* [Exercise objective] Rewrite all the rows below as a JSON list of strings, one string per line, with blank lines omitted. Leave the pictures out.
++++++++++++++++++++
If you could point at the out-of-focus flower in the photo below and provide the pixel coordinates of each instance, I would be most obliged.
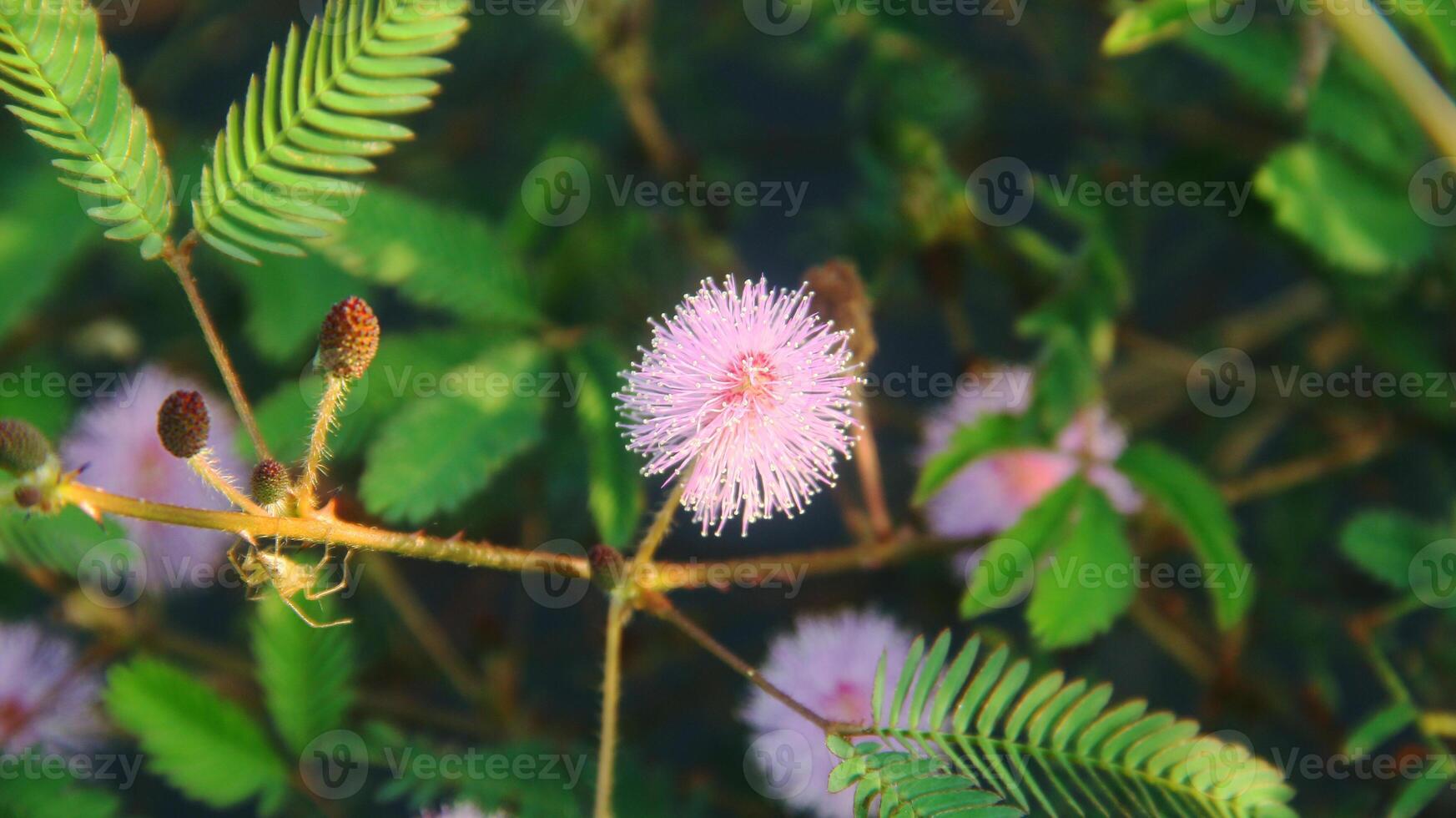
(828, 664)
(117, 442)
(748, 393)
(47, 700)
(461, 810)
(990, 494)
++++++++++++++++++++
* [Reply to the exercise]
[
  "If you could point at the out-of-focus flower in the photo below and provide the pixel coordinates of each instance, I would be most obliged.",
  "(828, 664)",
  "(117, 442)",
  "(748, 393)",
  "(47, 700)",
  "(461, 810)",
  "(990, 494)"
]